• Task details:
A single number is required: how many lines of the listing below include the word "blackberry".

• Information provided:
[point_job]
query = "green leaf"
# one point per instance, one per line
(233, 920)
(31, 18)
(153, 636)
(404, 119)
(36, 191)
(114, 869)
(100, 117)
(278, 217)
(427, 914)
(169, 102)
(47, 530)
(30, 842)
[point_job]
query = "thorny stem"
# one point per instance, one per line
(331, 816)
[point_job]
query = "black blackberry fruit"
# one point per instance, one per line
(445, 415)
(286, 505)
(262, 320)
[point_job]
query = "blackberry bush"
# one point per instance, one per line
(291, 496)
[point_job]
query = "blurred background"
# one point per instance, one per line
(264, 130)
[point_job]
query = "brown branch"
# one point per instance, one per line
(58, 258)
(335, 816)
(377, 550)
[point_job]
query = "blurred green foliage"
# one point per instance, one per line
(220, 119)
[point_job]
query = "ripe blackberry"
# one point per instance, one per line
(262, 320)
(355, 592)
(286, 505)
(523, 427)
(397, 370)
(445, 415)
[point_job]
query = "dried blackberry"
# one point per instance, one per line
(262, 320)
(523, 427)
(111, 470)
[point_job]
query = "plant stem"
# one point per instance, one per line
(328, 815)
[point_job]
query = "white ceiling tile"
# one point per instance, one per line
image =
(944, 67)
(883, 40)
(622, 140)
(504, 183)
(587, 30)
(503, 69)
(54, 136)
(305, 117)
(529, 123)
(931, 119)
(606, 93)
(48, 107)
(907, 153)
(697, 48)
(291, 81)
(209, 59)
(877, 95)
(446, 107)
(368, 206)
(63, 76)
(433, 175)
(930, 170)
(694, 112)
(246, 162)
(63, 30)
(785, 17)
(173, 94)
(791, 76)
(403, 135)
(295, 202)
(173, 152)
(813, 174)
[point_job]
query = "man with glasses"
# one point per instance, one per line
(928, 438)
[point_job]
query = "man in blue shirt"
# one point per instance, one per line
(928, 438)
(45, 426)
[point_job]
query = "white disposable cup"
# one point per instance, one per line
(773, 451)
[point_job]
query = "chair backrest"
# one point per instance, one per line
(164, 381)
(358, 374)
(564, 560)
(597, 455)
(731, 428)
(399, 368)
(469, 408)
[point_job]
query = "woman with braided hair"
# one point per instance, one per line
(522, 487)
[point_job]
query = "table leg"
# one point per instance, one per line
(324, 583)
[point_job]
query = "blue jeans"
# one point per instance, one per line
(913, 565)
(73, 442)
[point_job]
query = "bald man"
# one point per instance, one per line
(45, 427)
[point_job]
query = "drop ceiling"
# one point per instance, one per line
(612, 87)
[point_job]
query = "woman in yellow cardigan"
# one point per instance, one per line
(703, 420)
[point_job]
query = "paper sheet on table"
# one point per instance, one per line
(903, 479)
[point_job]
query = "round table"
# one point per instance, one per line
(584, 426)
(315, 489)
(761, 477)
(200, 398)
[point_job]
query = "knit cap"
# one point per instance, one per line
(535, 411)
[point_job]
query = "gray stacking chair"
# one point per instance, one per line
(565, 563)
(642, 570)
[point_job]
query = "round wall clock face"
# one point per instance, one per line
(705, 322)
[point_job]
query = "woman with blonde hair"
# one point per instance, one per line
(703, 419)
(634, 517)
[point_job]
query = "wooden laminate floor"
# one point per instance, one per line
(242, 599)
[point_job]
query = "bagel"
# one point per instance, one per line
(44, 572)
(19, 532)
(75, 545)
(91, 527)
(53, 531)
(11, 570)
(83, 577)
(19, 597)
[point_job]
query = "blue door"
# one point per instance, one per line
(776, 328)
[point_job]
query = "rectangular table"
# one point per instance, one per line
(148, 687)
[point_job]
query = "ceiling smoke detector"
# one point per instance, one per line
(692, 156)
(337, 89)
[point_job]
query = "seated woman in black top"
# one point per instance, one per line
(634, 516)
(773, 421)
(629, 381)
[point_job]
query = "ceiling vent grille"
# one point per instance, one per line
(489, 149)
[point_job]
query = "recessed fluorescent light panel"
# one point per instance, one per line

• Answer for this exercise:
4